■ What you will do
Reproduce, word for word, the lines of the records from the line with "Indicate the white house" to the line with "[1236, 447]", including both of those lines.
#### Data in this exercise
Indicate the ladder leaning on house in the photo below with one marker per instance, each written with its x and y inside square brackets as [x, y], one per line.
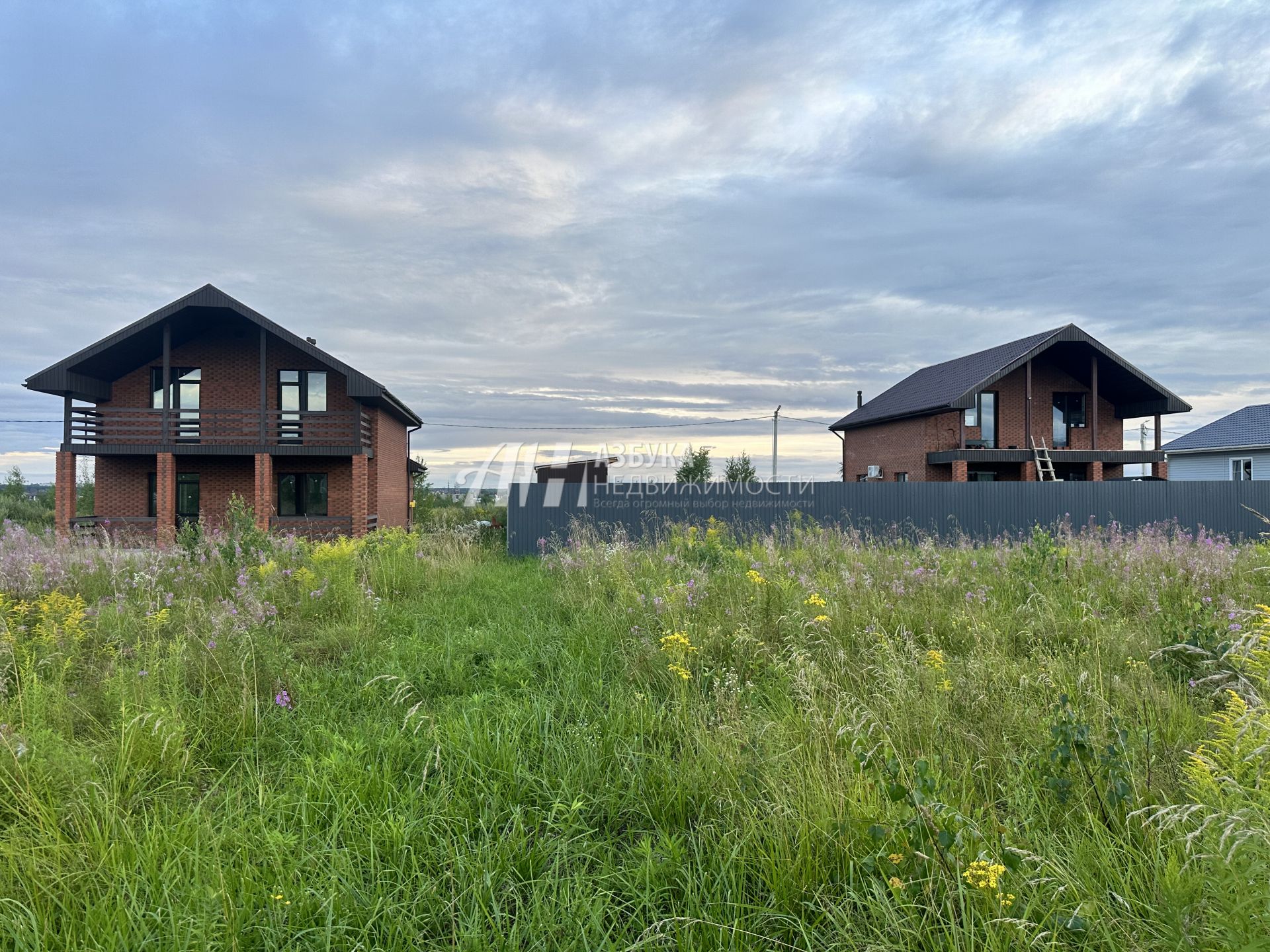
[1044, 465]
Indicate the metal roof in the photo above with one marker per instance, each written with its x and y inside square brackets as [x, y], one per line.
[1246, 428]
[952, 385]
[87, 375]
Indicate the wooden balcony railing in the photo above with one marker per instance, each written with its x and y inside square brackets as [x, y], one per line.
[146, 427]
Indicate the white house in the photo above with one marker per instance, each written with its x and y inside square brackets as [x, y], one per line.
[1236, 447]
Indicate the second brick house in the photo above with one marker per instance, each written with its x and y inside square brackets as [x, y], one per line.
[206, 399]
[976, 418]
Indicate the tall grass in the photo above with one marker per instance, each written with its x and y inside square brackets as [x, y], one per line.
[810, 740]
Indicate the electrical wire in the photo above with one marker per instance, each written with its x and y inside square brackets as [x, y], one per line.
[575, 429]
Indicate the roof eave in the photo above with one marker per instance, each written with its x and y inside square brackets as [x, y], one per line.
[1216, 450]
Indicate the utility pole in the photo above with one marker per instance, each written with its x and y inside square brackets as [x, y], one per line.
[777, 419]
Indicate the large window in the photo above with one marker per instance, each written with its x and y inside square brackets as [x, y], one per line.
[187, 496]
[984, 415]
[183, 400]
[302, 494]
[1068, 414]
[300, 391]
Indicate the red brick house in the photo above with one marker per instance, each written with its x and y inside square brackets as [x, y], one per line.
[248, 409]
[976, 418]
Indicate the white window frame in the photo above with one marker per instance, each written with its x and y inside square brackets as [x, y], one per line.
[1235, 460]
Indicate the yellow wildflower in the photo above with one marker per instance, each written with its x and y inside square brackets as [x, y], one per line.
[677, 643]
[984, 875]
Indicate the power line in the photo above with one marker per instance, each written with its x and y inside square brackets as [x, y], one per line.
[575, 429]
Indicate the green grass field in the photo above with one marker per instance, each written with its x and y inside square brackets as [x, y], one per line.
[813, 742]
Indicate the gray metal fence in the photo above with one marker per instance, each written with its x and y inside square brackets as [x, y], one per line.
[978, 509]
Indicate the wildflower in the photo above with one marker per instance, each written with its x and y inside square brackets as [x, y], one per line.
[984, 875]
[677, 643]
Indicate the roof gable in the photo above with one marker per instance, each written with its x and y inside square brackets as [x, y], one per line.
[1248, 427]
[81, 374]
[952, 385]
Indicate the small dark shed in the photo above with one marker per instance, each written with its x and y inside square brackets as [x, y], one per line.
[575, 471]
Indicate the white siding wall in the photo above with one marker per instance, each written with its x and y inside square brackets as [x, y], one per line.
[1217, 466]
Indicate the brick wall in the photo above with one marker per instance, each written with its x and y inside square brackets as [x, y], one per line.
[392, 494]
[901, 447]
[229, 356]
[122, 485]
[1047, 381]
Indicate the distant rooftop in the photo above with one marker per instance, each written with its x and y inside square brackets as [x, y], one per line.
[1249, 427]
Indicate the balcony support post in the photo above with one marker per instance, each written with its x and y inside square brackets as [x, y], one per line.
[165, 499]
[167, 379]
[265, 394]
[361, 494]
[1028, 408]
[1094, 409]
[263, 491]
[64, 492]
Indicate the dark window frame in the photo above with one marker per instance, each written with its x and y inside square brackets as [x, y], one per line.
[302, 494]
[288, 420]
[973, 416]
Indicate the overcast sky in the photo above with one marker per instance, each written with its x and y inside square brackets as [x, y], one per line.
[626, 214]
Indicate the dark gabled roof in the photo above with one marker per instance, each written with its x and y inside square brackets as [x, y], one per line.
[87, 375]
[952, 385]
[1246, 428]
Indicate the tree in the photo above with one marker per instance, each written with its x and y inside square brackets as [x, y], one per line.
[740, 469]
[15, 485]
[695, 466]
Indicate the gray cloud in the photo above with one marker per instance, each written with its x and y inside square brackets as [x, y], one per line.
[643, 214]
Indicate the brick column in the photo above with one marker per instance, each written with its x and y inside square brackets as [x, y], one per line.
[263, 504]
[165, 499]
[361, 493]
[64, 493]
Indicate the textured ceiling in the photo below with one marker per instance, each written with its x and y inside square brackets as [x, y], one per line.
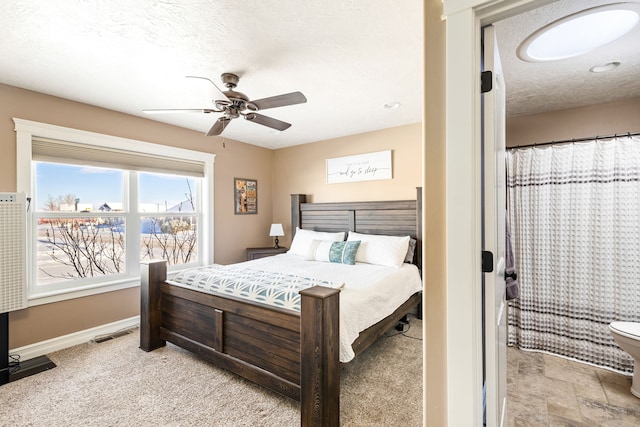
[551, 86]
[348, 57]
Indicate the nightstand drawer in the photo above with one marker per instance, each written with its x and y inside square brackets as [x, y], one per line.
[255, 253]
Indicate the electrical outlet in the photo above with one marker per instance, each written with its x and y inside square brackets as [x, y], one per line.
[7, 197]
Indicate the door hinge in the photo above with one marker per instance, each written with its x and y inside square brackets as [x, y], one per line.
[486, 81]
[487, 261]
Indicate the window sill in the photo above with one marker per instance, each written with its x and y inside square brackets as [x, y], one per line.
[67, 294]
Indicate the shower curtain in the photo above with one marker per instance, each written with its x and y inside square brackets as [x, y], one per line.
[574, 212]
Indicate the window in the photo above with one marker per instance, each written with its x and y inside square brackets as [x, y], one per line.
[100, 205]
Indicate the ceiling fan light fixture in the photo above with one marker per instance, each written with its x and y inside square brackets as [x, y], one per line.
[580, 33]
[605, 67]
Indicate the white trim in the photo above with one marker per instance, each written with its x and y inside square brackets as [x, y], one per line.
[26, 130]
[49, 346]
[103, 140]
[463, 177]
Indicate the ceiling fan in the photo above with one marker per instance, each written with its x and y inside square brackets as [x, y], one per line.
[234, 104]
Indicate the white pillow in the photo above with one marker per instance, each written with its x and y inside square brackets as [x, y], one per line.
[302, 240]
[381, 250]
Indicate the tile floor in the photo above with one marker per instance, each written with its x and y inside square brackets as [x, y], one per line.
[545, 390]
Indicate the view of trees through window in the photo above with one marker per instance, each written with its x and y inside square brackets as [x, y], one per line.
[82, 221]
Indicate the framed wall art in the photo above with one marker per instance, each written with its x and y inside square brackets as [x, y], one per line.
[361, 167]
[246, 196]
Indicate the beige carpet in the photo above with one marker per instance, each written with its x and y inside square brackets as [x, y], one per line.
[114, 383]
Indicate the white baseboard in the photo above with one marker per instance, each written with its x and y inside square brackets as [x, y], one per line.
[49, 346]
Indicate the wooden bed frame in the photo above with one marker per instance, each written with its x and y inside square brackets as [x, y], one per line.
[294, 354]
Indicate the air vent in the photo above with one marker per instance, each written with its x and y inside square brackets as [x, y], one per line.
[13, 271]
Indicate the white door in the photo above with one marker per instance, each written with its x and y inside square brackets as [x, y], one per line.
[494, 212]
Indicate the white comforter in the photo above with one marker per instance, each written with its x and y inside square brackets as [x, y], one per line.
[370, 293]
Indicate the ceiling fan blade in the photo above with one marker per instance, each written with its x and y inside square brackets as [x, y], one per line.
[222, 95]
[267, 121]
[180, 110]
[277, 101]
[218, 126]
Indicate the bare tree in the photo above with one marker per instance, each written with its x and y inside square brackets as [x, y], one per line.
[87, 249]
[173, 239]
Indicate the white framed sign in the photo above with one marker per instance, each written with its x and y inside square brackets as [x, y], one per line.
[361, 167]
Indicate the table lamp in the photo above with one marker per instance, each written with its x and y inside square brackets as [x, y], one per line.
[276, 230]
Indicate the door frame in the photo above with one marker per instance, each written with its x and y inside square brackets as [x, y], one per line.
[464, 20]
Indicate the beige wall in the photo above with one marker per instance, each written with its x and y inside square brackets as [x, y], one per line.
[233, 233]
[434, 264]
[601, 119]
[302, 169]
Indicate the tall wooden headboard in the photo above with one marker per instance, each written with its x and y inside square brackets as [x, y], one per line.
[392, 218]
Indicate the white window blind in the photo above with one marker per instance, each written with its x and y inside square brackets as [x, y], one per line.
[57, 151]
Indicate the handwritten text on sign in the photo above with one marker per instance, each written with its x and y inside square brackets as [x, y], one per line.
[361, 167]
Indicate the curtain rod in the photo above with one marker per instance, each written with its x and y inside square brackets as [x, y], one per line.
[615, 135]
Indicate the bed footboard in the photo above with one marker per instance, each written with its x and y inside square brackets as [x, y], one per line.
[294, 354]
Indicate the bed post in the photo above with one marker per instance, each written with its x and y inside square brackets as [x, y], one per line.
[320, 357]
[152, 274]
[296, 216]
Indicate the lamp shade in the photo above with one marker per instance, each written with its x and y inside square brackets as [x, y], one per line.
[276, 230]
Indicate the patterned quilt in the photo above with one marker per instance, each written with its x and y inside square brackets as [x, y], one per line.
[267, 287]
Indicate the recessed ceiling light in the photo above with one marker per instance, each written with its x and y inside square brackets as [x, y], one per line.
[580, 33]
[605, 67]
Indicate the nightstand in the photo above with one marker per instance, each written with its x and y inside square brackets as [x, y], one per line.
[255, 253]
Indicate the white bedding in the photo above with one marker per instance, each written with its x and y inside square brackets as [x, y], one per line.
[371, 292]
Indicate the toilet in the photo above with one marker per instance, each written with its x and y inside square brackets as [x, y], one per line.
[627, 335]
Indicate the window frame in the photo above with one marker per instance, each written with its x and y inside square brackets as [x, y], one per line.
[25, 173]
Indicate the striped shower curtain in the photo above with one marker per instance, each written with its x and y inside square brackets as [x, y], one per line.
[574, 212]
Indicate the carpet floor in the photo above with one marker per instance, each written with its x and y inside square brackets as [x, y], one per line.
[114, 383]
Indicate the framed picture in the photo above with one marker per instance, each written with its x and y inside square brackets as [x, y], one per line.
[246, 196]
[361, 167]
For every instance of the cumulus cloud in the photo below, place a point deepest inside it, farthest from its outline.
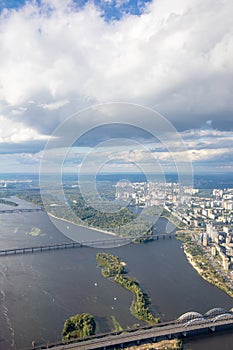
(176, 57)
(56, 58)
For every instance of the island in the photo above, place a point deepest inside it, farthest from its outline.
(114, 268)
(78, 326)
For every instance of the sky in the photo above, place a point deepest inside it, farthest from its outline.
(61, 57)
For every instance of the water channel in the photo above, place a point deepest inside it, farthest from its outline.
(39, 291)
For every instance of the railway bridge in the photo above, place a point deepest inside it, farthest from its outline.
(104, 243)
(188, 325)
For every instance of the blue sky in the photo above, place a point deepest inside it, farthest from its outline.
(58, 57)
(112, 9)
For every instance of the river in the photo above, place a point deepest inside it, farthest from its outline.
(39, 291)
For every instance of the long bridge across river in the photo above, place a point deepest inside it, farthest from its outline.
(20, 210)
(104, 243)
(189, 324)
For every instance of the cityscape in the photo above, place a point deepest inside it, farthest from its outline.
(116, 177)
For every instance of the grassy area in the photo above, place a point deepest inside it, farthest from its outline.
(202, 264)
(174, 344)
(113, 267)
(7, 202)
(116, 325)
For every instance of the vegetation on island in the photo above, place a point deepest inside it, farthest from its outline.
(109, 217)
(35, 232)
(7, 202)
(202, 263)
(113, 267)
(174, 344)
(79, 326)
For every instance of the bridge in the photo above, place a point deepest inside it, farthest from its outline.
(189, 324)
(105, 243)
(22, 210)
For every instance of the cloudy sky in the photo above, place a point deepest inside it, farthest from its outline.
(60, 57)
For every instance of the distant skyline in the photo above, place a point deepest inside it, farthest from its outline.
(58, 57)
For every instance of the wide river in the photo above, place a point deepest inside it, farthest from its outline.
(39, 291)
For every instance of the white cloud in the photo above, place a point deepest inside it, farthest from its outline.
(17, 132)
(177, 56)
(54, 105)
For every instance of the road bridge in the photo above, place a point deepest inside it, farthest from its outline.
(179, 328)
(94, 243)
(22, 210)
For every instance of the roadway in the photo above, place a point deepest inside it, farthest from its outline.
(172, 330)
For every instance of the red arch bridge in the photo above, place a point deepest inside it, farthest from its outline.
(189, 324)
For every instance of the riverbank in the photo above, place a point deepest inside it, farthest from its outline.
(113, 267)
(202, 264)
(174, 344)
(82, 226)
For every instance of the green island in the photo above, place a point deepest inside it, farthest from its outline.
(113, 267)
(201, 263)
(174, 344)
(78, 326)
(7, 202)
(115, 219)
(35, 232)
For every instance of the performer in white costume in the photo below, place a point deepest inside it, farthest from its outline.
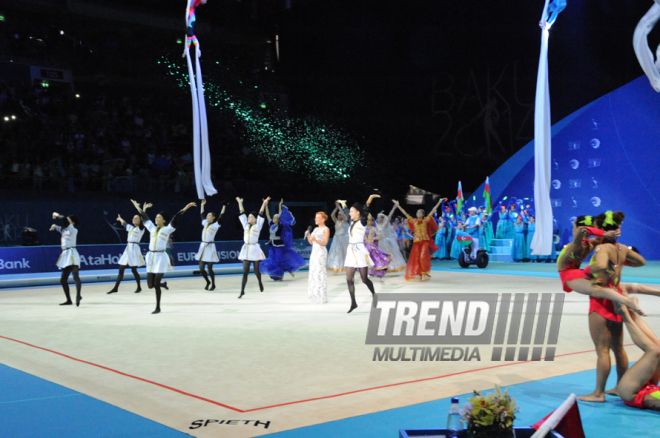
(132, 255)
(357, 255)
(69, 260)
(339, 245)
(158, 262)
(317, 290)
(251, 251)
(207, 254)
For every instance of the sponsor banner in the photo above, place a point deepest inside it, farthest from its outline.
(32, 259)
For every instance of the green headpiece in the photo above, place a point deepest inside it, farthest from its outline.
(609, 218)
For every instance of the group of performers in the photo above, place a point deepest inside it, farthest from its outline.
(611, 307)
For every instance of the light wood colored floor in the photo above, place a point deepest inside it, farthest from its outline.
(266, 349)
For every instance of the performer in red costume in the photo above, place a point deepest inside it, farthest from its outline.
(423, 229)
(638, 387)
(604, 324)
(571, 256)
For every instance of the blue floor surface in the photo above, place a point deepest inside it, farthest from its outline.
(535, 399)
(35, 408)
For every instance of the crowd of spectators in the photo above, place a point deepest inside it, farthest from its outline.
(109, 141)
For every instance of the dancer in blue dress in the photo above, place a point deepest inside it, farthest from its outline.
(519, 246)
(503, 223)
(531, 229)
(281, 258)
(441, 240)
(513, 218)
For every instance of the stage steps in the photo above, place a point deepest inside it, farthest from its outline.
(500, 250)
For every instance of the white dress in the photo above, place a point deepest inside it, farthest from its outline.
(338, 248)
(207, 251)
(132, 255)
(389, 244)
(357, 255)
(317, 291)
(69, 256)
(251, 250)
(158, 262)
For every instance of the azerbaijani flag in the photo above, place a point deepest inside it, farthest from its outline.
(459, 199)
(489, 206)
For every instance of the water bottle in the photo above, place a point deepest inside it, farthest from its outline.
(454, 426)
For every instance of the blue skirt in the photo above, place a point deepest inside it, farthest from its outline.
(519, 248)
(281, 260)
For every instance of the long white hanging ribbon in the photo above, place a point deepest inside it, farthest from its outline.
(207, 183)
(196, 134)
(542, 241)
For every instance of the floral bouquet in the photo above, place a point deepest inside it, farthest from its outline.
(490, 416)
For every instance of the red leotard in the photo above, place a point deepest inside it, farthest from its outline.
(638, 401)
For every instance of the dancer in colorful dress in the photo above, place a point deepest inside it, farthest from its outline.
(339, 245)
(388, 242)
(281, 257)
(317, 289)
(513, 219)
(357, 255)
(485, 232)
(132, 255)
(456, 247)
(441, 240)
(531, 229)
(503, 224)
(519, 249)
(207, 255)
(158, 262)
(381, 259)
(605, 325)
(251, 252)
(424, 229)
(69, 260)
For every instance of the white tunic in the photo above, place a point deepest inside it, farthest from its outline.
(158, 262)
(357, 255)
(69, 256)
(251, 250)
(207, 251)
(132, 255)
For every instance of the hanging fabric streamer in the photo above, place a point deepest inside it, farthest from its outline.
########
■ The answer
Indicate the white house in the photo above with one marker per instance, each written with its x and y inside square brackets as [x, y], one per line.
[1236, 447]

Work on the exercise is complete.